Segment Start: PROVIDED ENTRIES

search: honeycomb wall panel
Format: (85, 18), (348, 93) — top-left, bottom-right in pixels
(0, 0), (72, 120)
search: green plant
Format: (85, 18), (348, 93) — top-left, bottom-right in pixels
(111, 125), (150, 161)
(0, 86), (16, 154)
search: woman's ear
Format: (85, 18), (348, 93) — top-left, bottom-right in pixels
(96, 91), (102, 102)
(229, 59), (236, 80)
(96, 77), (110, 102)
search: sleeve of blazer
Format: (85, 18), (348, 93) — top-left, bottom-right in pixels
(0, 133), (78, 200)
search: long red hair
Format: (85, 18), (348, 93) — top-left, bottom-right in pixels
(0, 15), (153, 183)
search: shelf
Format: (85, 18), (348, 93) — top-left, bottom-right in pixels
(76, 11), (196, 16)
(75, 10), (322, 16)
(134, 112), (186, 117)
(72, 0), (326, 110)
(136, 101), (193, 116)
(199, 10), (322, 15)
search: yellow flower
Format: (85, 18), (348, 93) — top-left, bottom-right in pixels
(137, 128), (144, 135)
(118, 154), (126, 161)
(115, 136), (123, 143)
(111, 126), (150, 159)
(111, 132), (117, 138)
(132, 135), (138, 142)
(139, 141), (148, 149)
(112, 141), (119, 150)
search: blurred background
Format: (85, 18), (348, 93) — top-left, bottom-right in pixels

Segment End: PROVIDED ENTRIES

» **WORK REQUEST**
Copy out all of the records, keeping every line identical.

» **RESPONSE TO THIS EXERCISE**
search: honeycomb wall panel
Format: (85, 18), (348, 93) — top-left, bottom-right in pixels
(0, 0), (72, 120)
search: green plant
Format: (85, 18), (348, 93) — top-left, bottom-right in pixels
(111, 125), (150, 161)
(0, 86), (16, 154)
search: woman's ear
Format: (85, 18), (348, 93) — top-left, bottom-right in pixels
(96, 91), (102, 102)
(229, 59), (236, 80)
(96, 77), (110, 102)
search: sleeve of blazer
Format: (85, 18), (348, 93) — top-left, bottom-right in pixels
(0, 133), (78, 200)
search: long red hair
Format: (85, 18), (348, 93) — top-left, bottom-right in pixels
(0, 15), (153, 183)
search: shelf
Format: (85, 18), (348, 93) — top-left, bottom-right in pixels
(76, 11), (196, 16)
(75, 10), (322, 16)
(134, 112), (186, 117)
(72, 0), (326, 110)
(136, 101), (193, 116)
(199, 10), (322, 15)
search: yellow flower
Format: (85, 18), (348, 93) — top-left, bottom-right in pixels
(137, 128), (144, 135)
(118, 154), (126, 161)
(115, 136), (123, 143)
(111, 126), (150, 159)
(111, 132), (117, 138)
(132, 135), (138, 142)
(139, 141), (148, 149)
(112, 141), (119, 150)
search: blurred background
Format: (85, 18), (348, 93) — top-left, bottom-right in pixels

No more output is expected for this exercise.